:: Data extract

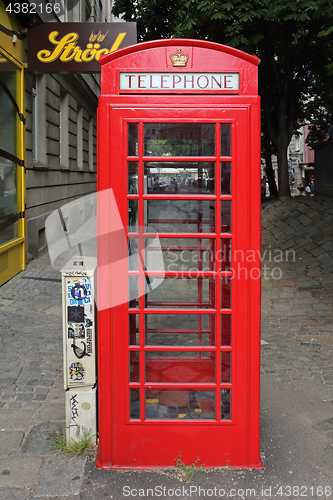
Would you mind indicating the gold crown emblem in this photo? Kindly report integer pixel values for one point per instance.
(98, 37)
(179, 59)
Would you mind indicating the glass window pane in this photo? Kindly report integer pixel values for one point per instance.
(133, 254)
(225, 367)
(189, 177)
(181, 293)
(133, 186)
(225, 139)
(133, 291)
(225, 177)
(226, 292)
(226, 216)
(180, 254)
(225, 330)
(180, 329)
(180, 367)
(225, 257)
(179, 404)
(134, 366)
(133, 139)
(133, 216)
(134, 404)
(225, 404)
(9, 231)
(133, 329)
(179, 139)
(180, 216)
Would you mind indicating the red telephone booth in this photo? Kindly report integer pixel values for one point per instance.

::::

Exercise - Turn every line of the material above into a JSON list of strings, one string per line, leaving out blank lines and the picture.

Output -
[
  "Would you mind indicating the gold crown emblem in this photo? Kindly report integer pixel values for one point per instance.",
  "(98, 37)",
  "(179, 59)",
  "Would you mind indicating the glass window pane in this photo? Kindly report integer pixel values for one point per instance.",
  "(133, 254)",
  "(225, 367)",
  "(189, 177)",
  "(181, 293)",
  "(133, 186)",
  "(225, 139)",
  "(133, 291)",
  "(225, 177)",
  "(226, 292)",
  "(226, 216)",
  "(180, 254)",
  "(225, 330)",
  "(180, 329)",
  "(180, 367)",
  "(225, 257)",
  "(179, 404)",
  "(134, 366)",
  "(133, 139)",
  "(133, 216)",
  "(134, 404)",
  "(225, 404)",
  "(9, 231)",
  "(133, 329)",
  "(179, 139)",
  "(180, 216)",
  "Would you mind indicating the red telephone booth in this photo? Kindly report integer pixel values for one point per instance."
]